## WHAT YOU NEED TO DO
(A) In the passage about Ben Carson's campaign, what is the title of the book Carson's recent tour promoted?
(B) Reproduce word for word the part of the passage about Ben Carson's campaign starting at "With each outrageous" and ending at "in his pocket.".

Now, Uncle Ben has made some pretty strong anti-Gay comments. The interesting part about this is his campaign manager is Armstrong WIlliams, and outed scam artist, who ran into some newsworthy trouble in a gay sexual harassment case, where it came out her was a regular fixture at the DC Gay Bars…And who was outed for taking a $241,000 bribe from the Bush Administration to promote the “No Child Left Behind” on his TV Show, and taking bribes from the Tobacco Industry to promote them. And let’s not forget this…
What gives a delicious twist to the story is that it exposes Williams, a black conservative, as a homophobic sexual hypocrite and closet case who didn’t practice what he was preaching. Williams was trotted out on CNN and other cable nets repeatedly last year during the gay marriage controversy to trash those who argued that marriage equality for same-sex lovers was a “civil right,” an argument which Williams’ pigmentation–in the eyes of TV news producers–gave him standing to make. As originally reported by New York magazine back in 1998:
“Armstrong Williams, the conservative talk-show host who instigated a firestorm last week by asking the senator from Mississippi whether homosexuality is a sin, is being sued for sexual harassment by a former employee who happens to be male. Last year, Stephen Gregory — the former YMCA personal trainer whom Williams promoted to executive producer of his show — alleged in his suit that the boss grabbed his buttocks and penis, tried to kiss him, and climbed into his hotel-room bed asking for “affection” while they were traveling together.
So why exactly would Uncle Ben hire a homosexual predator to run his campaign?
With each outrageous pronouncement followed by an even more confusing explanation, questions are being asked whether newly-minted GOP presidential front runner Ben Carson is sincerely running for president or using the primary process to market himself and his books — thereby putting money in his pocket.
In a GOP campaign season where wild and unsupported pronouncements by political outsiders have resulted in jumps in the polls over more measured comments by career politicians, Carson’s almost daily headline-grabbing comments seemed timed to assist his recently completed book tour to promote his latest offering, “A More Perfect Union.”

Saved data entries
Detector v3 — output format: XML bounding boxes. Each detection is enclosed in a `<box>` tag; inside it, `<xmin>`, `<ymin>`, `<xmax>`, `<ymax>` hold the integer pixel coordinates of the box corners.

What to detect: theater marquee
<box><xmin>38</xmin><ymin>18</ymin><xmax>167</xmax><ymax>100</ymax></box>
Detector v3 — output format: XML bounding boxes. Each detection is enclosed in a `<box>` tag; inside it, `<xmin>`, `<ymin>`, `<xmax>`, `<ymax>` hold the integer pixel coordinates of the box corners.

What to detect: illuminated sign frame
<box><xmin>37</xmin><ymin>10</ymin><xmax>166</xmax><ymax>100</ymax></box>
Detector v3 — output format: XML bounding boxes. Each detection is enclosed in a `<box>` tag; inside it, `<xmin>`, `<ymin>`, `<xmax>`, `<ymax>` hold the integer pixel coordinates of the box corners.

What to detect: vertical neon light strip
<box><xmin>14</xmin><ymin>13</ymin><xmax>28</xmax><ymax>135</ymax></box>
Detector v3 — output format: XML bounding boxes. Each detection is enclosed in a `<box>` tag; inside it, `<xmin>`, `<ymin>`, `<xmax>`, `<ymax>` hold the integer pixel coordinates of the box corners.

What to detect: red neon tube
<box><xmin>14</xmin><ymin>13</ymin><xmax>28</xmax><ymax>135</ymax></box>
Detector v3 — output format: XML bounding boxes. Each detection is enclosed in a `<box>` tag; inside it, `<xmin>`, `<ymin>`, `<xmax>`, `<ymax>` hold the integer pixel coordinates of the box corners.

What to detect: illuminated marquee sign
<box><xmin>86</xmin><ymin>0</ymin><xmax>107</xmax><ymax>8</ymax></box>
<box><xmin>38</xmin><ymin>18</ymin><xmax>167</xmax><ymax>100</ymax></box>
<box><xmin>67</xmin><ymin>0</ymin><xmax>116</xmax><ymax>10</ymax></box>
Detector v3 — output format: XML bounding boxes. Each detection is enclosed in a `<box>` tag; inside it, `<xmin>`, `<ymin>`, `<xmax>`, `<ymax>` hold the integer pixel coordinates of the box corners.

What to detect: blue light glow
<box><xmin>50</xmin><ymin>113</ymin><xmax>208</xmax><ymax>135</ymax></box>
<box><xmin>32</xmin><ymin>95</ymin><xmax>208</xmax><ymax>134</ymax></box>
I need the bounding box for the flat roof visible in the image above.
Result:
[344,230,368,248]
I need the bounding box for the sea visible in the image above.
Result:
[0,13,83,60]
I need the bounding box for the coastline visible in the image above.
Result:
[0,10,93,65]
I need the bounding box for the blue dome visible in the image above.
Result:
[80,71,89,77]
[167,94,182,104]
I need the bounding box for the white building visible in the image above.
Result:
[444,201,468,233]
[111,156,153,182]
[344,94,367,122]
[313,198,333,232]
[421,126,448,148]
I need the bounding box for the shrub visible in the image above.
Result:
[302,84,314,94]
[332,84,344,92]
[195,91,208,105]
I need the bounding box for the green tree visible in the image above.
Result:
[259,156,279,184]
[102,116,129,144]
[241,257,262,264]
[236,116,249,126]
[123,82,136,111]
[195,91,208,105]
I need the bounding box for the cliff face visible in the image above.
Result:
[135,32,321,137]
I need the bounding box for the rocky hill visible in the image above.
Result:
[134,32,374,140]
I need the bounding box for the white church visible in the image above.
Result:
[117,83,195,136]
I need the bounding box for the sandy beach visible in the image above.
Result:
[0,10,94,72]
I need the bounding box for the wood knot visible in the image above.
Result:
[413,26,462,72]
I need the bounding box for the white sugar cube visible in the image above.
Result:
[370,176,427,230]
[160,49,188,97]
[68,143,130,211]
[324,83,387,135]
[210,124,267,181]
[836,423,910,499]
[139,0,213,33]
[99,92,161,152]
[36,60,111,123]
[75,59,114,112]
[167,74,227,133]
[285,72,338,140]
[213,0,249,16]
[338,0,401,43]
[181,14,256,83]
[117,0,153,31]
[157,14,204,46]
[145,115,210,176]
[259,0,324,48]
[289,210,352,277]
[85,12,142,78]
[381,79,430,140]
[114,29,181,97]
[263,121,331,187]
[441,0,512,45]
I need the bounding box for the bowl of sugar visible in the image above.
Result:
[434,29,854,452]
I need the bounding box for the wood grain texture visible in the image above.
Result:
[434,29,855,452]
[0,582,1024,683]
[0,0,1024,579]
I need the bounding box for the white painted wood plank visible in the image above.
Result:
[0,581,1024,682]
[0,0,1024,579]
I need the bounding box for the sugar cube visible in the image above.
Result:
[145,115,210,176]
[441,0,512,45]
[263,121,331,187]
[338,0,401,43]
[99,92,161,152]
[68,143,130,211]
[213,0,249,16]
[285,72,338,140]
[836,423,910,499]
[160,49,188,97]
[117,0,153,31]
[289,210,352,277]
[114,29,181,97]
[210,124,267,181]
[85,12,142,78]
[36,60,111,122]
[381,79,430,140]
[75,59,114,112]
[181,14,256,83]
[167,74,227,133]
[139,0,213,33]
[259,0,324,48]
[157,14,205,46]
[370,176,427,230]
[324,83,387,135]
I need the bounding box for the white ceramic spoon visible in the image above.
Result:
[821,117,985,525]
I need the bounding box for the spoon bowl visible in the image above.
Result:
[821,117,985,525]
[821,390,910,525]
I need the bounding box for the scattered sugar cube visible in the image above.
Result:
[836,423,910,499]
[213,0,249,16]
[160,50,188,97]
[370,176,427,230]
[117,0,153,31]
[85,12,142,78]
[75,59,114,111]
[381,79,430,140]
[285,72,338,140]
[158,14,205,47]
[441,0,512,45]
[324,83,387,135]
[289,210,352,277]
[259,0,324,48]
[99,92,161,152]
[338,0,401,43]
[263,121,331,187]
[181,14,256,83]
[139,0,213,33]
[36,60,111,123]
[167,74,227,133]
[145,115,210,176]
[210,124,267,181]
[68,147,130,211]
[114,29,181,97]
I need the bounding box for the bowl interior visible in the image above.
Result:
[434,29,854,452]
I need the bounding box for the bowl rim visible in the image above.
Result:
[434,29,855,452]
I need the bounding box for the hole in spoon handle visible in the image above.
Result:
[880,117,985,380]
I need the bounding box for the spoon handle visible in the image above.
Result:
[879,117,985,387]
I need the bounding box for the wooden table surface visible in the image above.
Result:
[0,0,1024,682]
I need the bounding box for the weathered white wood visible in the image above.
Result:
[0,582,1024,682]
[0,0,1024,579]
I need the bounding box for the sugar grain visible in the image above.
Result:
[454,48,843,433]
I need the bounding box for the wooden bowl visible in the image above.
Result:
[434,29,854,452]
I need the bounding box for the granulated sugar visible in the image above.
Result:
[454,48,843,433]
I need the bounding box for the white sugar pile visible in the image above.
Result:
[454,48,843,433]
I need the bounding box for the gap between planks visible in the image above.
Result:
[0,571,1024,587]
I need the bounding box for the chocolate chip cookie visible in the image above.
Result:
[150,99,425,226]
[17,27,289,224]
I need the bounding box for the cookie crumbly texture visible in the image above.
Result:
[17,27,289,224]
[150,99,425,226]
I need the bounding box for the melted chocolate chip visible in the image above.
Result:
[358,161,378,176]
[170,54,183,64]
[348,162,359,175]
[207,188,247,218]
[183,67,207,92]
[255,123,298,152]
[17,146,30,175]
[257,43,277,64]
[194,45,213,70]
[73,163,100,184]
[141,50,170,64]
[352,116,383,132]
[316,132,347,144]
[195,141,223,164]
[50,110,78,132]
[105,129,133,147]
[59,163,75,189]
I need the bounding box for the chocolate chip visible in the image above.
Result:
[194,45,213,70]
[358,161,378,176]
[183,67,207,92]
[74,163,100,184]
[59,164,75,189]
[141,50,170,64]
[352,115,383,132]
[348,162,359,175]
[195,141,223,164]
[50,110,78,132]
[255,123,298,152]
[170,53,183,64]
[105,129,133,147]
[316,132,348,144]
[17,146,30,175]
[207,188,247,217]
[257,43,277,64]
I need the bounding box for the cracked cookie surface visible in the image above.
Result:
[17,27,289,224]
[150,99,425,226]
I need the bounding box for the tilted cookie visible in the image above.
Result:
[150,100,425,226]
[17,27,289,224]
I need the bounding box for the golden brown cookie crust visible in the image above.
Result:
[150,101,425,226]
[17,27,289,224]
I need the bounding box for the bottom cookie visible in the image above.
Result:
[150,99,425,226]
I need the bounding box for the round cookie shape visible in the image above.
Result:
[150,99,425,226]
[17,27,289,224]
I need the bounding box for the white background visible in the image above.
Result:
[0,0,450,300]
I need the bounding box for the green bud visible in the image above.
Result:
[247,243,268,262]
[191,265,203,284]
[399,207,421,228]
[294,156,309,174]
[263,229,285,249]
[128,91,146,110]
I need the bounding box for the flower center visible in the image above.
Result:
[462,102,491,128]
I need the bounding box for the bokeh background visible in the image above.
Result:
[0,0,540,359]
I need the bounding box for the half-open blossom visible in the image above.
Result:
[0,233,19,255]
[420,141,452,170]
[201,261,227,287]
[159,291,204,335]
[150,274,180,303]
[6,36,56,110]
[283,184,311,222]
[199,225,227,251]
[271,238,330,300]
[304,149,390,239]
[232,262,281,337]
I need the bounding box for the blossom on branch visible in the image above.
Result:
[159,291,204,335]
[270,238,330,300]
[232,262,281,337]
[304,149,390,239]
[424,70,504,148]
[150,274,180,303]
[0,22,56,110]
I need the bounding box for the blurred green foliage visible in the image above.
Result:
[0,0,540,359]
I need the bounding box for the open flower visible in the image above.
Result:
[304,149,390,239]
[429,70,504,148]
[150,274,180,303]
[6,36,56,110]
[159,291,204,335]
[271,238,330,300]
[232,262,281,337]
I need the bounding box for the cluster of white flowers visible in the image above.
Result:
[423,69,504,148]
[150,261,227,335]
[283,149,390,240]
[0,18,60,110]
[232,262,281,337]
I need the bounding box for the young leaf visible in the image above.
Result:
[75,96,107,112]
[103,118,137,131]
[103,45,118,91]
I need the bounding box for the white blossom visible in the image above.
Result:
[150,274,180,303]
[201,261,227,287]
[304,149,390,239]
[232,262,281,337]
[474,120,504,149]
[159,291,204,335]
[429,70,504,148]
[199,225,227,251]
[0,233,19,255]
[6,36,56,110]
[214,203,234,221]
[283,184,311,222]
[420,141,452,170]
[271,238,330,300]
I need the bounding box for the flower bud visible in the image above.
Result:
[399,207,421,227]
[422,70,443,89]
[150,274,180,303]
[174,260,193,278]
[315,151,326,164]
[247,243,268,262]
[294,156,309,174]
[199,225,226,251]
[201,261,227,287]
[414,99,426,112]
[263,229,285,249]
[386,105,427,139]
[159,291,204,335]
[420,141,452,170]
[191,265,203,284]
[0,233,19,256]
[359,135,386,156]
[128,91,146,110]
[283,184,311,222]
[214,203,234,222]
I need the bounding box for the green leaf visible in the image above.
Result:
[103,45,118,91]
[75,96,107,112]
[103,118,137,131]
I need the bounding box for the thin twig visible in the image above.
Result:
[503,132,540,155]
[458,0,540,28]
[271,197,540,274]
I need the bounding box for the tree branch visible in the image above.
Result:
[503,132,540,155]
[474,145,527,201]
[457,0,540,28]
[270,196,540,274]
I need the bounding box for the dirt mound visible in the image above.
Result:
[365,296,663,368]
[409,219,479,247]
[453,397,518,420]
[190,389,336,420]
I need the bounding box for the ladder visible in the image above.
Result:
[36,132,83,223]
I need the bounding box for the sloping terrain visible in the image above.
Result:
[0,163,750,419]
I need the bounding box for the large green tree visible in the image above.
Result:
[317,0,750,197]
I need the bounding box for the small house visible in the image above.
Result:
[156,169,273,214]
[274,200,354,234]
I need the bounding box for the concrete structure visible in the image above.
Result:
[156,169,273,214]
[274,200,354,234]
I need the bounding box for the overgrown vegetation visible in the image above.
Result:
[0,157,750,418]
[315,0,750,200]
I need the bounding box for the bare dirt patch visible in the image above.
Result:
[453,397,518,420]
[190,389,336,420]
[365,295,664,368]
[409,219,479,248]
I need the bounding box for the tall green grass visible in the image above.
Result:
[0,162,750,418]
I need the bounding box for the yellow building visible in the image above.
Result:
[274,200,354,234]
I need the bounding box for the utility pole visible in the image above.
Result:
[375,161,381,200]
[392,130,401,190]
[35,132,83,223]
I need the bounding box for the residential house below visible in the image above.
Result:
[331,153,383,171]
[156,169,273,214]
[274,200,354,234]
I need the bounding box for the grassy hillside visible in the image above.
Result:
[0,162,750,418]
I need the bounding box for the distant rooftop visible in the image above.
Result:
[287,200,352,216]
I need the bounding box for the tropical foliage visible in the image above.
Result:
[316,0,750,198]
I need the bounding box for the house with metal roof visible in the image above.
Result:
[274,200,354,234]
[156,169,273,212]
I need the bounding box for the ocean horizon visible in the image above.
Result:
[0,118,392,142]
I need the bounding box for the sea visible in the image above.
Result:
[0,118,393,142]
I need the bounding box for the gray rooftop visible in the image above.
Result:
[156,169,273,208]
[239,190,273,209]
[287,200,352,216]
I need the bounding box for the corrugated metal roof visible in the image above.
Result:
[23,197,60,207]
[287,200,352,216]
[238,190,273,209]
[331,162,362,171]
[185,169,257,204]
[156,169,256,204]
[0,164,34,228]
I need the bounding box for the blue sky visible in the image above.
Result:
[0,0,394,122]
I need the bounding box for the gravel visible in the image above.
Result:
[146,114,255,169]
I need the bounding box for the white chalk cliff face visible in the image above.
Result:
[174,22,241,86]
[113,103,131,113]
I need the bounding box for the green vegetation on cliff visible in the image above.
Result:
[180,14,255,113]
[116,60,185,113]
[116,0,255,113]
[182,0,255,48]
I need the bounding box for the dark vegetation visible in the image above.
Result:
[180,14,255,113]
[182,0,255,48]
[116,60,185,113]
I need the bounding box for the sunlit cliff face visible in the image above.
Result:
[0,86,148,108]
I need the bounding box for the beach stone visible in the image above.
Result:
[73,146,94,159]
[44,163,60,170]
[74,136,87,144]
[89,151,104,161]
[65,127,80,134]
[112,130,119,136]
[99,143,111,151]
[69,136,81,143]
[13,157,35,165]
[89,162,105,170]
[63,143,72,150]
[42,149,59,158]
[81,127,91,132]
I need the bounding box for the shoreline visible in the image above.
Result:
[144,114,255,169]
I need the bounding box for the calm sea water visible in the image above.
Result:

## WRITTEN ANSWERS
(A) "A More Perfect Union."

(B)
With each outrageous pronouncement followed by an even more confusing explanation, questions are being asked whether newly-minted GOP presidential front runner Ben Carson is sincerely running for president or using the primary process to market himself and his books — thereby putting money in his pocket.